* [Instructions for the task]:
Please tally the lines in the rows below that contain the string "patch", treating case as significant, and give only the number.

* [Task inputs]:

______

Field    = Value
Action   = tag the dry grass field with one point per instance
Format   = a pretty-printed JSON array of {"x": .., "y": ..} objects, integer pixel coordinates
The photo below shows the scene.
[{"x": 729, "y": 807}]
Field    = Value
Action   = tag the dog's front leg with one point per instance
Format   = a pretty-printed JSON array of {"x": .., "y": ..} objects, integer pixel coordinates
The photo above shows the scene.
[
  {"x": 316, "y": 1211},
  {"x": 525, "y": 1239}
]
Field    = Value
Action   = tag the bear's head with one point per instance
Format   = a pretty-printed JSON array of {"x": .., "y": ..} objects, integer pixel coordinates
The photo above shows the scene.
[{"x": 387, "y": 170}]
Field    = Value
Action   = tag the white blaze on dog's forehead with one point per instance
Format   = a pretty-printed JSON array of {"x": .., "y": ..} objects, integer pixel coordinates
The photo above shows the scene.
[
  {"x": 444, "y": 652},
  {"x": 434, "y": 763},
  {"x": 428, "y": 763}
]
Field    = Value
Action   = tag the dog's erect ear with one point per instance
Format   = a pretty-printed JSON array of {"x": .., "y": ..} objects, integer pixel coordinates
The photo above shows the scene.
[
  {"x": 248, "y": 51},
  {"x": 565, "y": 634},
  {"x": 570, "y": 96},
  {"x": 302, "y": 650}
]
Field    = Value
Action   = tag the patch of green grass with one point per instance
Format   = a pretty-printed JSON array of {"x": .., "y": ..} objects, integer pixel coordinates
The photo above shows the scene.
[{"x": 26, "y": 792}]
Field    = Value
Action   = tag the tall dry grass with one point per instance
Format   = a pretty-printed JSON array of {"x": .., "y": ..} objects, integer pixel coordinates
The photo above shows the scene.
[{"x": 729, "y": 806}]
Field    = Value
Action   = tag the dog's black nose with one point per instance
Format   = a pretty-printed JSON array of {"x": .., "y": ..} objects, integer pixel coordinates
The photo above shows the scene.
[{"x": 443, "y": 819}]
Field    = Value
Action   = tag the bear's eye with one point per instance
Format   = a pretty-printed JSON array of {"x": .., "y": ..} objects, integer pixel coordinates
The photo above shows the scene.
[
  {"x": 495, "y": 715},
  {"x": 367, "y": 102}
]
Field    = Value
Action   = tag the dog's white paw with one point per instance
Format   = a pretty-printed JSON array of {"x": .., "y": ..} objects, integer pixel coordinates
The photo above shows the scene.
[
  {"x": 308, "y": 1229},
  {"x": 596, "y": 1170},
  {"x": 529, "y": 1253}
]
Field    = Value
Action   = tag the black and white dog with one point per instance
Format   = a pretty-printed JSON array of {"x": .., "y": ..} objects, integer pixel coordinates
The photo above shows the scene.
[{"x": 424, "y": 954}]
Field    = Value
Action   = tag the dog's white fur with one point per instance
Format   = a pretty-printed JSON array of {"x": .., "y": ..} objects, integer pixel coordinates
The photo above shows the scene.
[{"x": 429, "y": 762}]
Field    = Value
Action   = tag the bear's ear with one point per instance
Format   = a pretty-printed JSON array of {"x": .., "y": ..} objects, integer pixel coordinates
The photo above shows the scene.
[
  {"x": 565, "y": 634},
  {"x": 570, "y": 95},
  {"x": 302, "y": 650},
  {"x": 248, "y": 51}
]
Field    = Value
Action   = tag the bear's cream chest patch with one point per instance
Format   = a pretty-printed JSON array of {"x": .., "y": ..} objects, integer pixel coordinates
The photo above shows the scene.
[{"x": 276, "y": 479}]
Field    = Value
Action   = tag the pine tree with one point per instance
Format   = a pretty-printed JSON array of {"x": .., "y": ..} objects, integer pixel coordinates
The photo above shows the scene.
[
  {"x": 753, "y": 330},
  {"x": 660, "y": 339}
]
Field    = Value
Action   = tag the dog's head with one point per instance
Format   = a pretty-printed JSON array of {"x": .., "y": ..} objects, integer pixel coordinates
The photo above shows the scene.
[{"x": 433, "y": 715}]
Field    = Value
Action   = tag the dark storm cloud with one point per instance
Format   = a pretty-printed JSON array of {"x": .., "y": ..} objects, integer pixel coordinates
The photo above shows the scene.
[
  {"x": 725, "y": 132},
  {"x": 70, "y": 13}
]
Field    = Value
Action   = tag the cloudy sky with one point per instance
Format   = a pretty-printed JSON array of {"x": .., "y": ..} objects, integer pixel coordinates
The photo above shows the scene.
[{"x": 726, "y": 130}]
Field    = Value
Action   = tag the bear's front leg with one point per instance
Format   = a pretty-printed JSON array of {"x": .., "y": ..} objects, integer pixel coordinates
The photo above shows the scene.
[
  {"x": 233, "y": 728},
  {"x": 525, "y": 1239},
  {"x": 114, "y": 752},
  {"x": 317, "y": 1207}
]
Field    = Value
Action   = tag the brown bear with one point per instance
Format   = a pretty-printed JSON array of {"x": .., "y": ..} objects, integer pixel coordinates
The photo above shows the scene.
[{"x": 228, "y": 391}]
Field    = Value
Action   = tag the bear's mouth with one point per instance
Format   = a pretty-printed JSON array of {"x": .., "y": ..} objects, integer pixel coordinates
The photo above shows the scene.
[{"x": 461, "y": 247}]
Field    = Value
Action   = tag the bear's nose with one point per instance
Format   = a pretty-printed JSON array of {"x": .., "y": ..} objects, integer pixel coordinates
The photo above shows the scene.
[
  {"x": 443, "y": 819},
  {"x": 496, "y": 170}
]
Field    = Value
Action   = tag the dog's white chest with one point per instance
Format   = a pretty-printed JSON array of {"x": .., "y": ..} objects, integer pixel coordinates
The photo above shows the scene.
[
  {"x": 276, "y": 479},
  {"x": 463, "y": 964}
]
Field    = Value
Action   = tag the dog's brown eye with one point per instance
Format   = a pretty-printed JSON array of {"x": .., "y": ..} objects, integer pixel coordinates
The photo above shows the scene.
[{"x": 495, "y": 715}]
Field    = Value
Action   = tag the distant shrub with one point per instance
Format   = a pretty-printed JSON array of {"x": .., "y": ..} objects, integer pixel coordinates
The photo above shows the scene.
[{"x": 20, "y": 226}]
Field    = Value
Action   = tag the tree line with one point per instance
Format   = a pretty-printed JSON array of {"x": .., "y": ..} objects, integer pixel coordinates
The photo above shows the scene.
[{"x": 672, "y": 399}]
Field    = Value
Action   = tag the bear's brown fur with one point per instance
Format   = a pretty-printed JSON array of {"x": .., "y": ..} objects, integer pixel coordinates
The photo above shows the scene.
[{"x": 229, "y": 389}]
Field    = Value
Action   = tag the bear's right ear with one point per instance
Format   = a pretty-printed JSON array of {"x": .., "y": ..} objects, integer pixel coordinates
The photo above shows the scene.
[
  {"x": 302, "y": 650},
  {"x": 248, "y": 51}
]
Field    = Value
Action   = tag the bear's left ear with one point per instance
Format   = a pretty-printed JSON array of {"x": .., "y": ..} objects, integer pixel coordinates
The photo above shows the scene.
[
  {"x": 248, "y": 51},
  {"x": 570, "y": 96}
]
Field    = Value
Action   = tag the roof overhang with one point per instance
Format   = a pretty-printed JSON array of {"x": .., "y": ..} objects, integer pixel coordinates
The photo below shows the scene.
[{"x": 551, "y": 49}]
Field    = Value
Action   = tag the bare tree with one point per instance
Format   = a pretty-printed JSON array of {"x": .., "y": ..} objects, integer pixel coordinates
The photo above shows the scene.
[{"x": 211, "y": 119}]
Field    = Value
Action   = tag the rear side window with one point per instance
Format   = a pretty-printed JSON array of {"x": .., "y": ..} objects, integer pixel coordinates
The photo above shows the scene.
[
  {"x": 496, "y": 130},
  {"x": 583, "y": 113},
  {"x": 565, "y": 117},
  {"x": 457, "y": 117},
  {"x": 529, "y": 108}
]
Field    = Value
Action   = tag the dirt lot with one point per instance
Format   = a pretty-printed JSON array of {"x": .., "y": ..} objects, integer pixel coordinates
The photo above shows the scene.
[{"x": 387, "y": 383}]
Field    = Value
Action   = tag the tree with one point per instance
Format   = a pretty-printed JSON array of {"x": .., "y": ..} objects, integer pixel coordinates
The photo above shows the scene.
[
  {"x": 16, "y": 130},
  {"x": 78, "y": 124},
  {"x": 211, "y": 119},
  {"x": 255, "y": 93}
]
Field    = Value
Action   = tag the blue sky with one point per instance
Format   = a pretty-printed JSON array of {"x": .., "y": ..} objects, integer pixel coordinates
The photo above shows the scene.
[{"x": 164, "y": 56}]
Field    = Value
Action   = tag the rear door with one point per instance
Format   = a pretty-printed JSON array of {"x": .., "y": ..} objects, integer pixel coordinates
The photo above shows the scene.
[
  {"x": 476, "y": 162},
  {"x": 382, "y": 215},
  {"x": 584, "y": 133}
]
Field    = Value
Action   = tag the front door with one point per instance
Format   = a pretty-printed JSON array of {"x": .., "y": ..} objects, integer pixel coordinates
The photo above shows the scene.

______

* [The completed task]:
2